EXCERPTED PASSAGE
_ _ _ _ _ _ _

Tuning Package-Type Natural Gas-fired Power Boilers

Introduction

The following is a basic process to tune the controls for a natural gas-fired package water-tube boiler or smaller utility type field erected boiler for saturated steam supplied to a plant's common header distribution. The boiler has a forced draft fan and a pressurized furnace. The boiler example chosen uses steam and gas flows typical for the example size. This example can be scaled to fit other capacities of boilers.

The boiler is supplied with a modern DCS and BMS for a reliable and safe operation. The instrumentation listed uses a generic tag description numbering method. The control configuration for the combustion control is a metered parallel cross-limiting strategy (high/low selectors) (see ISA 77-41-01). The firing rate demand signal acts as a common set point for the fuel flow controller and the air flow controller. The air flow will always lead the gas flow on load increases and lag the gas flow on load decreases. This cross limiting adds the safety constraints to the control strategy, never resulting in fuel rich conditions.

If there is more than one boiler in the plant supplying steam to a common distribution system then there will be a plant master steam pressure controller. This controller will set the demand for each individual boiler's pressure controller, which sets the individual boiler's firing rate to maintain the system header steam pressure.

The steam drum level measurement should have two level transmitters located on separate taps on the steam drum head for increased reliablity. A three-element control configuration is a cascaded feedforward loop with drum level as the primary variable, steam flow as the feedforward input, and feedwater flow as the secondary variable. This control configuration provides effective compensation for drum level shrink and swell (see ISA 77-42-01).

The power boiler in this example has a maximum steam flow (MCR) of 150,000 kg/hr (330,000 lbs/hr). Equipped with either a single burner or dual burners fired together as a single burner mode. A maximum gas input of 418 GJ/hr (395 mmBTU/hr), or 11,350 m3/hr (400,000 SCFH). The excess air at 50% load and above is to be 12%, or O2 of 2.0%.


Basic method for the initial set-up and tuning of the controls

1. The first step requires the calibration of all the boiler’s instruments. Ensure data sheets have been supplied and are correct for this application.

    Verify the correct calibration of the following instruments:
  1. Air flow, 100FE-air
  2. Natural Gas flow, 100FE-gas
  3. Oxygen Analyzer, 100AE-O2
  4. Drum level, 100LT-levelA
  5. Drum level, 100LT-levelB
  6. Steam flowmeter, 100FE-steam, to a range of 0–160, 000 kgs/hr.
  7. Feedwater flowmeter, 100FE-bfw, to a range of 0–200,000 kgs/hr (MCR plus 1 safety valve or 133% of max steam)

_ _ _ _ _ _ _

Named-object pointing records
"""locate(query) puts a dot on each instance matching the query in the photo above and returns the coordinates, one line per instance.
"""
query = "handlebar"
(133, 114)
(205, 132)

_ _ _ _ _ _ _

ACTIONS TO TAKE
(1) According to the boiler-tuning text, what is the maximum steam flow (MCR) of the example boiler?
(2) Render this sentence from the boiler-tuning text in Spanish: "The boiler has a forced draft fan and a pressurized furnace."
(3) Carry the boiler-tuning text on from its last list item.
The entries stand apart from the boiler-tuning text and are separate material.

OUTPUTS BY TASK
(1) 150,000 kg/hr (330,000 lbs/hr).

(2) La caldera tiene un ventilador de tiro forzado y un hogar presurizado.

(3)
  8. Steam drum pressure, 100PI-steam
  9. Gas header pressure, 100PI-gas 1
  10. Gas burner pressure, 100PI-gas 2
  11. Furnace pressure, 100PI-furnace
2. Tune the feedwater control loop to have slight overshoot or even a damped response. Do a bump test and find the loops dynamics and calculate the tuning parameters. Check valve’s mechanical parts to ensure valve moves without binding and/or sticking. Linearize the feedwater control valve to give a consistant response over its flow range.


3. Tune the drum level control loop by the following method.

  1. Set the feedforward gain at 0.80 into steam flow transmitter output (flowmeter limits of: 160,000 steam/200,000 water =0.80)
  2. The tuning for the drum level is best accomplished by a dynamic load change. Find the boiler drum level swell (in inches) as the steam load is rapidly increased by 10% (15,000 kg/hr) or 15% (22,500 kg/hr) of full range.
  3. Drum level controller gain = % Δ steam flow ( kg/hr increase/ kg/hr transmitter range) divided by
 % Δ drum level ( inches swell/inches transmitter range)
  4. Controllers integral action set at about 0.1 to 0.2 repeats per minute to slowly bring drum level back to set point.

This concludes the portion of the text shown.